Given text ->
((

Some arguments against the programs appear flimsy when examined closer.

State auto-IRA programs were dealt a blow last week, when the Senate voted to overturn an Obama-era rule that promoted creation of these retirement plans.

President Donald J. Trump is now poised to sign away the Labor Department rule. Observers expect this will chill progress among some of the states considering an auto-IRA program.

Proponents of the rule and state-level action to build these automatic-enrollment, payroll-deduction retirement programs point to one overarching fact: Roughly a third of Americans don’t have access to a workplace retirement plan, a proportion that has remained stagnant for years. They argue that in the absence of a better idea, why shouldn’t states be encouraged to promote more retirement savings?

To be fair to detractors: Yes, these plans have their flaws. As Aron Szapiro, director of policy research at Morningstar Inc. pointed out to me, these auto-IRA programs may further fragment retirement savings, through the existence of several small Roth IRAs that aren’t allowed to be rolled into a Roth 401(k) down the road if a worker switches jobs. And, some workers auto-enrolled into these Roth IRAs wouldn’t be eligible to make such contributions, due to income limits on Roth IRAs, for example. That could lead to potential headaches for investors if they then have to undo this mistake, Mr. Szapiro said.

But he added that these are all fixable problems.

Some of the more outspoken critics don’t readily point to these items. Rather, congressional Republicans and financial industry groups such as the Investment Company Institute, Insured Retirement Institute and Financial Services Institute Inc. say these plans will reduce investor protections, provide a competitive advantage over the private sector and lead to a patchwork of plans nationally.

Some of these arguments appear a bit flimsy upon closer examination.

Let’s first look at the notion of investor protection. The DOL regulation Congress recently voted to overturn offers guidelines for how states can skirt the Employee Retirement Income Security Act of 1974 when setting up auto-IRA programs. Opponents say not being subject to ERISA equates to fewer protections for employees. However, there are investor protections already in place through various state laws as well as tax and securities rules governing IRAs, which are different from ERISA protections but not necessarily lax. By extension, would opponents argue that all IRA investors are currently at risk? I don’t believe so.

))

Provided information ->
((

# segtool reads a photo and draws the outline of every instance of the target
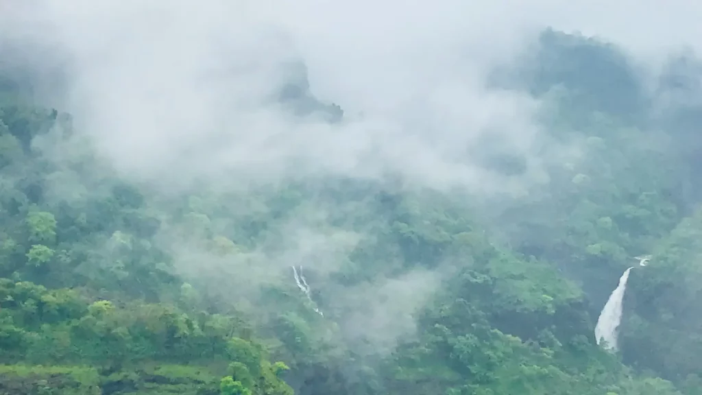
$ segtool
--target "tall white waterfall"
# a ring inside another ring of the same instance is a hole
[[[629,280],[630,267],[626,269],[624,274],[619,278],[619,285],[609,295],[609,299],[604,304],[604,309],[600,313],[597,325],[595,326],[595,339],[597,344],[603,340],[607,342],[606,347],[614,351],[617,348],[617,335],[619,323],[621,322],[621,306],[624,300],[624,292],[626,290],[626,282]]]
[[[295,276],[295,283],[297,284],[298,287],[300,288],[300,290],[302,291],[307,297],[307,299],[310,300],[310,302],[312,302],[312,304],[314,305],[314,302],[312,299],[312,295],[310,294],[310,285],[307,285],[307,280],[305,278],[305,275],[303,274],[303,266],[300,266],[299,270],[298,269],[298,268],[296,268],[295,266],[292,266],[292,268],[293,268],[293,276]],[[322,317],[324,316],[324,315],[322,313],[322,311],[320,311],[319,309],[317,309],[316,306],[313,306],[312,309],[314,309],[314,311],[317,312],[317,313],[319,314]]]
[[[651,259],[651,255],[637,257],[639,266],[645,266]],[[597,325],[595,326],[595,339],[597,344],[603,340],[607,343],[606,347],[610,350],[617,351],[618,344],[617,337],[619,335],[619,324],[621,323],[621,309],[624,300],[624,292],[626,291],[626,283],[629,280],[629,273],[633,266],[626,269],[624,274],[619,278],[619,285],[609,295],[609,299],[604,304],[604,308],[600,313]]]

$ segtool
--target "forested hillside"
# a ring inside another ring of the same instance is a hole
[[[651,87],[616,46],[545,32],[491,84],[541,101],[543,149],[577,149],[487,198],[402,174],[164,192],[2,56],[0,394],[702,395],[691,56]],[[294,70],[291,116],[343,124]],[[496,179],[527,171],[475,143]],[[595,323],[642,254],[607,351]]]

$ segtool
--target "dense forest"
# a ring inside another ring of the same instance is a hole
[[[690,54],[651,78],[614,45],[544,32],[490,83],[543,103],[550,141],[579,154],[489,198],[394,174],[163,193],[112,169],[11,63],[0,394],[702,395]],[[294,67],[277,100],[343,124]],[[476,144],[496,177],[527,171]],[[607,351],[595,323],[643,254]]]

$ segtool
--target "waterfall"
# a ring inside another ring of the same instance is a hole
[[[645,266],[651,259],[651,255],[637,257],[639,266]],[[624,272],[619,278],[619,285],[609,295],[609,299],[604,304],[604,308],[600,313],[597,325],[595,325],[595,339],[600,344],[602,340],[607,342],[607,348],[617,351],[617,337],[618,335],[619,324],[621,323],[621,308],[624,300],[624,292],[626,291],[626,283],[629,280],[629,273],[632,266]]]
[[[303,293],[304,293],[305,295],[307,297],[307,299],[309,299],[310,302],[311,302],[314,305],[314,302],[312,299],[312,295],[310,294],[310,285],[307,285],[307,280],[305,278],[305,276],[303,274],[303,266],[300,266],[299,270],[298,270],[298,268],[296,268],[294,266],[291,267],[293,268],[293,276],[295,277],[295,283],[297,284],[298,287],[300,288],[300,290],[302,291]],[[314,309],[314,311],[317,313],[319,314],[322,317],[324,316],[324,315],[322,313],[322,311],[320,311],[319,309],[317,309],[316,306],[313,306],[312,309]]]

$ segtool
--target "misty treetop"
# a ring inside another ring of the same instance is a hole
[[[392,169],[163,188],[3,70],[0,394],[702,394],[702,69],[650,89],[614,45],[537,44],[491,79],[540,101],[551,156],[473,141],[485,194]],[[299,65],[283,111],[345,127]]]

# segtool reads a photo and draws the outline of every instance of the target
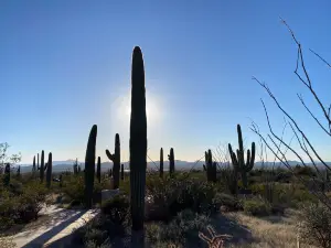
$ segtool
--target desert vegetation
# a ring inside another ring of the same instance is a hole
[[[261,86],[277,104],[267,86]],[[314,95],[311,85],[306,86]],[[303,139],[313,150],[295,120],[288,118],[298,141]],[[330,116],[325,118],[330,123]],[[169,172],[163,166],[163,148],[158,170],[148,169],[145,67],[137,46],[131,67],[129,172],[124,171],[120,134],[116,133],[114,153],[106,150],[113,170],[102,173],[96,154],[97,125],[88,136],[84,166],[76,162],[72,171],[54,173],[52,152],[45,162],[42,150],[33,158],[32,171],[23,174],[15,165],[20,155],[8,157],[4,143],[0,147],[1,235],[18,231],[36,220],[42,207],[57,204],[63,208],[99,209],[75,233],[73,244],[81,247],[331,247],[329,165],[318,157],[322,162],[318,166],[310,157],[312,166],[300,158],[301,164],[292,166],[281,150],[291,148],[281,137],[270,128],[276,140],[271,136],[267,139],[255,123],[252,129],[258,134],[259,148],[253,142],[245,149],[237,125],[237,145],[228,143],[223,152],[207,149],[202,169],[177,170],[173,148],[168,154]],[[301,148],[310,154],[306,143]],[[266,161],[266,148],[286,166]],[[107,190],[118,191],[104,198]]]

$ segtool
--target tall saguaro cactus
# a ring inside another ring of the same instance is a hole
[[[85,155],[85,206],[92,207],[93,205],[93,191],[94,191],[94,174],[95,174],[95,150],[96,150],[97,126],[94,125],[90,129],[86,155]]]
[[[255,142],[252,142],[252,153],[249,149],[247,150],[247,159],[245,162],[245,151],[244,151],[241,125],[237,125],[237,132],[238,132],[238,144],[239,144],[239,149],[237,149],[237,154],[233,152],[231,144],[228,144],[228,151],[229,151],[232,164],[241,173],[243,186],[246,190],[248,186],[247,173],[253,169],[254,161],[255,161]]]
[[[124,164],[120,165],[120,180],[124,181]]]
[[[46,171],[46,186],[50,188],[51,187],[51,182],[52,182],[52,152],[49,153],[49,161],[47,161],[47,171]]]
[[[97,180],[100,183],[102,182],[102,158],[98,157],[98,163],[97,163]]]
[[[168,155],[169,160],[169,174],[170,176],[173,175],[174,173],[174,153],[173,153],[173,148],[170,149],[170,154]]]
[[[44,174],[45,174],[45,161],[44,161],[44,150],[42,150],[42,154],[41,154],[41,161],[40,161],[40,172],[39,172],[39,177],[40,177],[40,182],[43,183],[44,182]]]
[[[113,182],[114,182],[114,190],[119,187],[119,170],[120,170],[120,142],[119,142],[119,134],[116,133],[115,136],[115,152],[111,154],[109,150],[106,150],[106,155],[109,160],[113,161]]]
[[[143,229],[147,168],[147,116],[142,53],[136,46],[131,67],[130,204],[132,230]]]
[[[9,186],[10,183],[10,163],[4,166],[3,185]]]
[[[163,179],[163,148],[160,150],[160,177]]]

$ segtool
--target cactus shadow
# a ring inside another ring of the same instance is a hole
[[[43,227],[51,228],[51,229],[46,230],[45,233],[41,234],[40,236],[34,238],[26,245],[22,246],[22,248],[41,248],[41,247],[43,247],[43,245],[46,241],[49,241],[51,238],[53,238],[54,236],[60,234],[68,225],[71,225],[75,220],[79,219],[86,212],[87,212],[87,209],[81,211],[81,212],[63,209],[63,211],[56,213],[56,216],[54,216],[54,218],[52,218],[50,222],[44,223],[44,225],[43,225]],[[57,223],[60,223],[60,224],[57,224]],[[29,237],[29,233],[26,234],[26,237]],[[57,247],[63,247],[63,246],[58,244]]]

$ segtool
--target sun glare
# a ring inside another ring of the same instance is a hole
[[[131,98],[130,98],[130,95],[128,94],[126,97],[122,98],[122,101],[118,108],[118,115],[121,117],[125,116],[126,119],[129,119],[130,115],[131,115],[130,100],[131,100]],[[156,98],[150,96],[150,94],[148,95],[148,99],[146,103],[146,115],[147,115],[148,126],[156,125],[156,121],[159,119],[158,104],[157,104]]]

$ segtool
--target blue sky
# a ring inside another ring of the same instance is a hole
[[[98,155],[106,160],[118,132],[127,160],[131,52],[139,45],[153,160],[161,147],[194,161],[220,143],[237,145],[237,123],[247,144],[257,141],[249,118],[267,130],[260,98],[281,130],[282,116],[253,75],[331,160],[329,140],[296,97],[301,93],[318,111],[293,74],[296,45],[279,21],[306,51],[331,60],[330,11],[327,0],[1,1],[0,142],[20,151],[24,163],[42,149],[54,160],[84,160],[97,123]],[[316,90],[330,104],[330,69],[308,52],[306,60]]]

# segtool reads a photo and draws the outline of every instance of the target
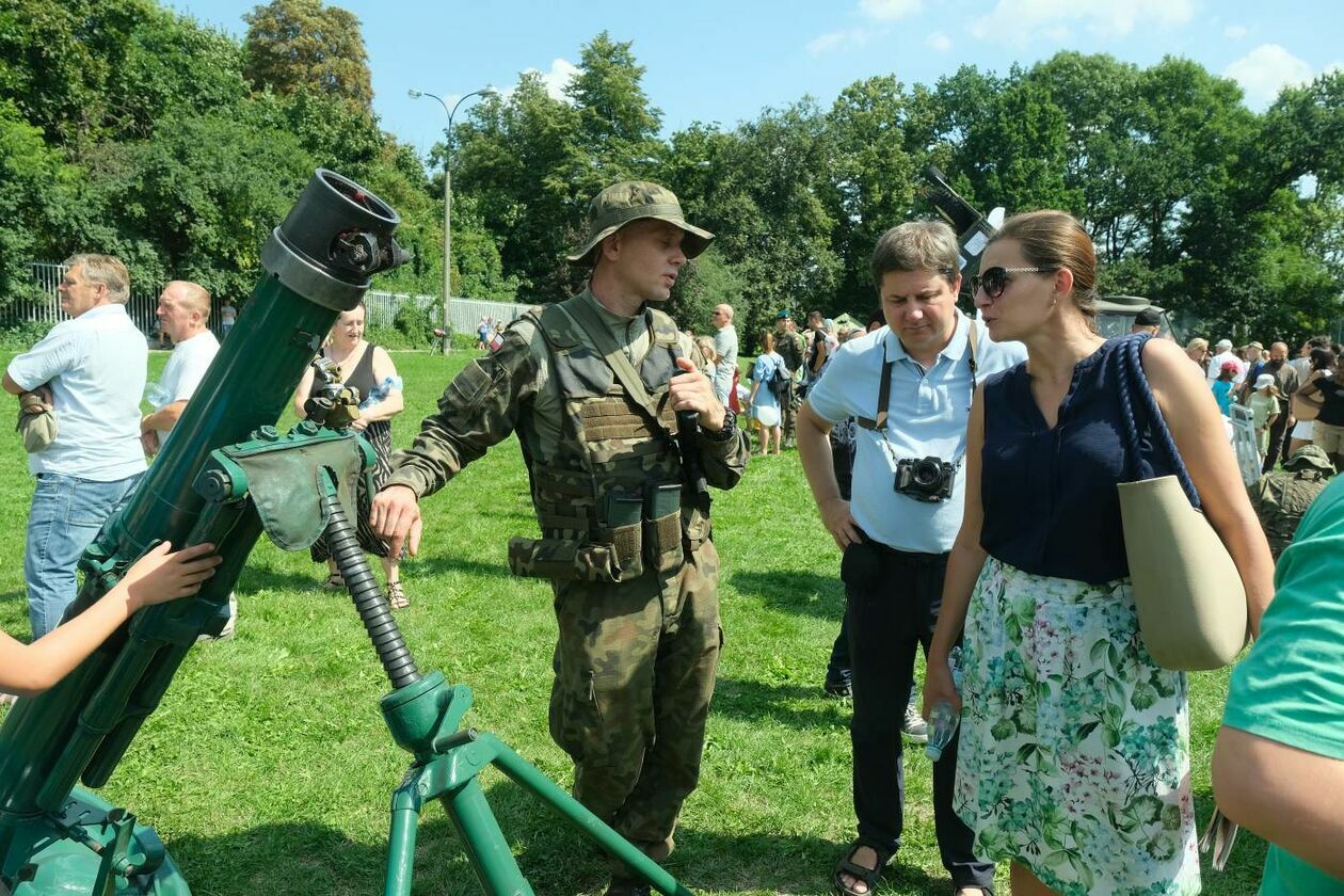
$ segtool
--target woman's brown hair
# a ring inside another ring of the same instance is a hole
[[[1097,250],[1091,236],[1068,212],[1043,210],[1013,215],[989,242],[1016,240],[1032,267],[1074,274],[1074,305],[1097,329]]]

))

Required tasks ->
**a)** Answer these questions from the auto-IRA article, one line each:
(i) What share of Americans lack access to a workplace retirement plan?
(ii) What position does Aron Szapiro hold at Morningstar Inc.?
(iii) Which 1974 law does the DOL regulation help states skirt when setting up auto-IRA programs?
**b)** Translate this sentence from the auto-IRA article into Spanish: "President Donald J. Trump is now poised to sign away the Labor Department rule."

Answers for this exercise ->
**a)**
(i) Roughly a third.
(ii) Director of policy research.
(iii) The Employee Retirement Income Security Act of 1974 (ERISA).

**b)** El presidente Donald J. Trump está ahora a punto de firmar la anulación de la norma del Departamento de Trabajo.